In the Key Concept 7.1 outline, what did episodes of credit and market instability lead to calls for?

» Excerpted text:
•••••

Key Concept 7.1

Governmental, political, and social organizations struggled to address the effects of large-scale industrialization, economic uncertainty, and related social changes such as urbanization and mass migration.

I. The continued growth and consolidation of large corporations transformed American society and the nation's economy, promoting urbanization and economic growth, even as business cycle fluctuations became increasingly severe.

    • Large corporations came to dominate the U.S. economy as it increasingly focused on the production of consumer goods, driven by new technologies and manufacturing techniques.
    • The United States continued its transition from a rural, agricultural society to an urban, industrial one, offering new economic opportunities for women, internal migrants, and international migrants who continued to flock to the United States.
    • Even as economic growth continued, episodes of credit and market instability, most critically the Great Depression, led to calls for the creation of a stronger financial regulatory system.

II. Progressive reformers responded to economic instability, social inequality, and political corruption by calling for government intervention in the economy, expanded democracy, greater social justice, and conservation of natural resources.

    • In the late 1890s and the early years of the 20th century, journalists and Progressive reformers - largely urban and middle class, and often female - worked to reform existing social and political institutions at the local, state, and federal levels by creating new organizations aimed at addressing social problems associated with an industrial society.

•••••

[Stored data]

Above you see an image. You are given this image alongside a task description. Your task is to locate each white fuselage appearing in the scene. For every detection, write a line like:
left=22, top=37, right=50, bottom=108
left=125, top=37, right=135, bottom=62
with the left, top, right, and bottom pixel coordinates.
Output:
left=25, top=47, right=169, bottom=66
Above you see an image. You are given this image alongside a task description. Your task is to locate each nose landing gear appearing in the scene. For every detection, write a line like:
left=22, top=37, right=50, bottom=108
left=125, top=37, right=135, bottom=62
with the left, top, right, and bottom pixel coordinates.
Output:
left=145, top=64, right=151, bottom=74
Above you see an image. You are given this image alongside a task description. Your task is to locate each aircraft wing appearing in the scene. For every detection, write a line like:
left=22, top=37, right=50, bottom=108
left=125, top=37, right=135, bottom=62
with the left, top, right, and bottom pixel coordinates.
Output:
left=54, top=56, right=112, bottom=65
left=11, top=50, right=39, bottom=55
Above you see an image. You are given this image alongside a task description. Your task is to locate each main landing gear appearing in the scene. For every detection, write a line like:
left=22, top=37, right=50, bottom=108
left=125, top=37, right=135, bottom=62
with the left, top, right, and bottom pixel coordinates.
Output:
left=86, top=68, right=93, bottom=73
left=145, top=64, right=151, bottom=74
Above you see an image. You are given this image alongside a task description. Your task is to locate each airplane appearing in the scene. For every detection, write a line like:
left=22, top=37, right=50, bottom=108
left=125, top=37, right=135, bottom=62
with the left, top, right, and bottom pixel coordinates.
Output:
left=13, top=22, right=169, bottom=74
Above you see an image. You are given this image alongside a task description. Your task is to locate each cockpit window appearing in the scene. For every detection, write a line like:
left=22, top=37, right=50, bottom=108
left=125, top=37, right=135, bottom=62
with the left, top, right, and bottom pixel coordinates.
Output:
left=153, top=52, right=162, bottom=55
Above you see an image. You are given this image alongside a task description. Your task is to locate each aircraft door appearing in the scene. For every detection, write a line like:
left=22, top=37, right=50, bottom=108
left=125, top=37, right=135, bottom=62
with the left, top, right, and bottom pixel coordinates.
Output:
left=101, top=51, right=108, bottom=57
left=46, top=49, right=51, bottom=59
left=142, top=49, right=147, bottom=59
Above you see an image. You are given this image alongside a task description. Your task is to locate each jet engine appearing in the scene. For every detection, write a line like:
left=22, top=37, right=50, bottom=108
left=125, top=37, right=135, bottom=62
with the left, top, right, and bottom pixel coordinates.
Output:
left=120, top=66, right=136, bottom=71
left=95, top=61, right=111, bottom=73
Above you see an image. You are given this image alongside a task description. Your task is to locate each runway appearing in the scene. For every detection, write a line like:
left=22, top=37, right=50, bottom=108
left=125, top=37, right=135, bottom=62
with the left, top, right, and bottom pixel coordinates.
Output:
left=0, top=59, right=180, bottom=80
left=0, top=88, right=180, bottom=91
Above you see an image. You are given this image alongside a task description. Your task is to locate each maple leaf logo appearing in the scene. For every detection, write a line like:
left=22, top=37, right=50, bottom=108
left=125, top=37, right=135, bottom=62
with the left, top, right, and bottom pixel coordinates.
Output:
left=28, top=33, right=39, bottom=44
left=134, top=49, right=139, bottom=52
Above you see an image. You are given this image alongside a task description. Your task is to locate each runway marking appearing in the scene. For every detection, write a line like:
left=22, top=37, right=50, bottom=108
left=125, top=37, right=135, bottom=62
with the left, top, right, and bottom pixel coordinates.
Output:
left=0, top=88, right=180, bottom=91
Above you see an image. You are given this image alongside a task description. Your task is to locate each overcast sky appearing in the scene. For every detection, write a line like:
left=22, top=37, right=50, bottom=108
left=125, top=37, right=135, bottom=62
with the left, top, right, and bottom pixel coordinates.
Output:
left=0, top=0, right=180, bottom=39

•••••

» Task answer:
They led to calls for the creation of a stronger financial regulatory system.